- _Exercise instructions_:
A: In the article on smart hospitals, who is named as the author, and what is the author's position?
B: List every kind of smart space named in the sentence of the article on smart hospitals that begins "This means".
C: Please retype the article on smart hospitals starting at the words "By Charlie Meyer, Senior" and ending after "pandemic, better prepared.".

- _Exercise text_:
^^^^^^^^^^^^^^^^

By Charlie Meyer, Senior Vice President of Sales, QLess
As much as we all wish it were, the pandemic is not yet over and continues to threaten the populace. Now more than ever we must take the lessons we’ve learned from COVID-19 to heart in hopes of closing this chapter of world health history and moving on. If this spiky, infectious cloud has a silver lining, it’s that the lessons of COVID will do more than just help us defeat COVID, but will also refine and improve the technologies we implement in creating the “smart” healthcare facilities of the future. The healthcare system we build back in the wake of the novel coronavirus will be stronger, more efficient, and more effective, and if there ever must be another pandemic, better prepared.
Smart technology refers to a synthesis of data-analytics, machine learning, artificial intelligence, the internet of things, augmented reality, and other Information Communication Technology to create more integrated, efficient, and automated “smart” spaces. This means smart homes, smart streets, smart cities, smart schools, smart stores, and yes, smart hospitals. By combining cutting-edge information technologies, we can create healthcare spaces that are easier for patients, practitioners, and administrators alike to use and navigate, while also being safer places to work and better places for healing. The COVID-19 pandemic, for all its tragedy, has shown us how to implement and improve the smart hospitals of the future.

^^^^^^^^^^^^^^^^

- _Extracted entries_:
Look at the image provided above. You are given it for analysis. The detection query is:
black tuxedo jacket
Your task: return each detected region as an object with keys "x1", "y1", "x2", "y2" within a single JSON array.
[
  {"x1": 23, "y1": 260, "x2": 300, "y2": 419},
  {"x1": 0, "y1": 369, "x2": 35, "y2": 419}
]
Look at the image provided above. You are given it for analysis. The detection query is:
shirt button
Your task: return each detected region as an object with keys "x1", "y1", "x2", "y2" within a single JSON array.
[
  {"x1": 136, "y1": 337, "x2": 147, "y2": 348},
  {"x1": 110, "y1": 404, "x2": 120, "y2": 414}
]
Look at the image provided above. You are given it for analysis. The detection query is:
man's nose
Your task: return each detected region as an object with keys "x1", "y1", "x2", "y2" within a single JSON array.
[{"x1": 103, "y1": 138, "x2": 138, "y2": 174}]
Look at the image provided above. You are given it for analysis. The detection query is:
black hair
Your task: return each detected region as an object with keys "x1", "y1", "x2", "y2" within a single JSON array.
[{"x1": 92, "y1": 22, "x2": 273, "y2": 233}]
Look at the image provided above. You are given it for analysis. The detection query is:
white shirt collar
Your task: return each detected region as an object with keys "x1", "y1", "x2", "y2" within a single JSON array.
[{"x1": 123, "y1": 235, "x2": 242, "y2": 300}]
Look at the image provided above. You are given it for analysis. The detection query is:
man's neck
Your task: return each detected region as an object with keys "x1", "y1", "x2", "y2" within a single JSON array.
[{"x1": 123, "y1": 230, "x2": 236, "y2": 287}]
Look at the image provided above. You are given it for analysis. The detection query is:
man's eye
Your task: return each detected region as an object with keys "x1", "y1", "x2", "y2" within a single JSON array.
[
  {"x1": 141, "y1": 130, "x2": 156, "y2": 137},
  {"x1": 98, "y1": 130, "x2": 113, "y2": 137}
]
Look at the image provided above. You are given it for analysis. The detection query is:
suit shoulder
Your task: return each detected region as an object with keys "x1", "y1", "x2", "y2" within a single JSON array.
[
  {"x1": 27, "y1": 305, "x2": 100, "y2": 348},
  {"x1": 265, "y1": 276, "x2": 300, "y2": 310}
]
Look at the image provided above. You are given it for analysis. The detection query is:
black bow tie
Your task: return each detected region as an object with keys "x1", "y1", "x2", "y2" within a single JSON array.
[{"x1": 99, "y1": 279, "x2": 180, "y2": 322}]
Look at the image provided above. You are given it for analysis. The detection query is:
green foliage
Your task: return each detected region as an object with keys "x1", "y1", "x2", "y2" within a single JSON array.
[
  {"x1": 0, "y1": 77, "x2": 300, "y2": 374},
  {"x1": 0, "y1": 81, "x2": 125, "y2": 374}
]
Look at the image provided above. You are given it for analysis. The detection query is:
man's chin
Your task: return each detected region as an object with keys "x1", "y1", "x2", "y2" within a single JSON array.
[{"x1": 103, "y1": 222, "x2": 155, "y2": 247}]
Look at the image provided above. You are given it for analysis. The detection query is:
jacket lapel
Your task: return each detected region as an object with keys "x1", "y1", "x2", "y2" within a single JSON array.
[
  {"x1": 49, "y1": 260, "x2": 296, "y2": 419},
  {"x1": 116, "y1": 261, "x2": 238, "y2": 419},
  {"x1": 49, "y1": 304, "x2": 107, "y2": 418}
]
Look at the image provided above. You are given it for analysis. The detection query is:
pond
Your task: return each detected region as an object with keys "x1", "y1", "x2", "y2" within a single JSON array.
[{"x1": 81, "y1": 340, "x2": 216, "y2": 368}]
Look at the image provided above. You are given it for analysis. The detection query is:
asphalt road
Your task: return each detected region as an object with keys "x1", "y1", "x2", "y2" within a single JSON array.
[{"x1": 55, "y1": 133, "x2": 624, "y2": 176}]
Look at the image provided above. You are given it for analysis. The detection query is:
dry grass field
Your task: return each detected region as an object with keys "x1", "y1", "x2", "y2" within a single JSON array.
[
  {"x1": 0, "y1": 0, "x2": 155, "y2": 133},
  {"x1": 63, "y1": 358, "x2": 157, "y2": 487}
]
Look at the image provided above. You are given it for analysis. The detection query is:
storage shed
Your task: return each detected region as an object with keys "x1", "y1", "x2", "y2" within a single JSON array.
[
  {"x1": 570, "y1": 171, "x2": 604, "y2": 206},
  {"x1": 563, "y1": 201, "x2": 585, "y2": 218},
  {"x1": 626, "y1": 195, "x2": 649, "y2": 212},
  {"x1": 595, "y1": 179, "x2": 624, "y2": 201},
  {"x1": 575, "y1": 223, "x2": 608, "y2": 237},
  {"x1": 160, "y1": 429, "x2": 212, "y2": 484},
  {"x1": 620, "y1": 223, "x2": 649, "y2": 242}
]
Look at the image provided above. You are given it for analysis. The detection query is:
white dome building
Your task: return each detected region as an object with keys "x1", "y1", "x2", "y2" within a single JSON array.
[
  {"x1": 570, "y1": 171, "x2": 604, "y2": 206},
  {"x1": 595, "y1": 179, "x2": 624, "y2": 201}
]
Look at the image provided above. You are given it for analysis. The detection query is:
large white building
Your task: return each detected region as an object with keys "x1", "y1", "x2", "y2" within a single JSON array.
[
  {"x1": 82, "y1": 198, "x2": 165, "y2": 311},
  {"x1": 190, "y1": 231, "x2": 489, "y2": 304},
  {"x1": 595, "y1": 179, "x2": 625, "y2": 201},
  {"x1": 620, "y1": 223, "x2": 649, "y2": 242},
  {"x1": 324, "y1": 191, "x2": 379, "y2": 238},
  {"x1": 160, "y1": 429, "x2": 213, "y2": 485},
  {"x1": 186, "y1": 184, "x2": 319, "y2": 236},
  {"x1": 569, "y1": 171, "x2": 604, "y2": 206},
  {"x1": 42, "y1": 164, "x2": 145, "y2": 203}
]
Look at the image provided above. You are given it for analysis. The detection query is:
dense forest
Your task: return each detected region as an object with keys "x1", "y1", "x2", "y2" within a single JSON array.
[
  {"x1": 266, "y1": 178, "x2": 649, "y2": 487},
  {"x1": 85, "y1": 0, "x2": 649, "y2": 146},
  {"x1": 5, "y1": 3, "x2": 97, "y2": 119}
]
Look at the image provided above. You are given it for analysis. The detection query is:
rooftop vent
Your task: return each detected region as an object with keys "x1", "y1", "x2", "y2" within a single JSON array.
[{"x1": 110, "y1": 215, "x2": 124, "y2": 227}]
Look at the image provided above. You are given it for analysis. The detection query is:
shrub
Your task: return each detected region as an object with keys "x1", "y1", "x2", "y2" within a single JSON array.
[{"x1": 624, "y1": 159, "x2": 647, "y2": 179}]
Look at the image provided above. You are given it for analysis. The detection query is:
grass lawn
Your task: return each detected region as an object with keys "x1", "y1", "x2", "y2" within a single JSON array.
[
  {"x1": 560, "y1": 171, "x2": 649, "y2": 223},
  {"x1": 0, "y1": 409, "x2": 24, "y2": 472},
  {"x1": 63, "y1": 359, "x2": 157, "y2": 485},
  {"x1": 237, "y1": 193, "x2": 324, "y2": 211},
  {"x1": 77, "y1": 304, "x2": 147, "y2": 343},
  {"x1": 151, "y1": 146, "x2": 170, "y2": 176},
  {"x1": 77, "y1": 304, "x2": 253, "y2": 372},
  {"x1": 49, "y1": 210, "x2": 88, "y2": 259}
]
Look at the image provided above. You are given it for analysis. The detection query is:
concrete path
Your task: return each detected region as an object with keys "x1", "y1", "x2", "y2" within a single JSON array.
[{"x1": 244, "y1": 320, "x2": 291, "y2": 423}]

^^^^^^^^^^^^^^^^

- _Expected results_:
A: Charlie Meyer, Senior Vice President of Sales at QLess.

B: Smart homes, smart streets, smart cities, smart schools, smart stores, smart hospitals

C:
By Charlie Meyer, Senior Vice President of Sales, QLess
As much as we all wish it were, the pandemic is not yet over and continues to threaten the populace. Now more than ever we must take the lessons we’ve learned from COVID-19 to heart in hopes of closing this chapter of world health history and moving on. If this spiky, infectious cloud has a silver lining, it’s that the lessons of COVID will do more than just help us defeat COVID, but will also refine and improve the technologies we implement in creating the “smart” healthcare facilities of the future. The healthcare system we build back in the wake of the novel coronavirus will be stronger, more efficient, and more effective, and if there ever must be another pandemic, better prepared.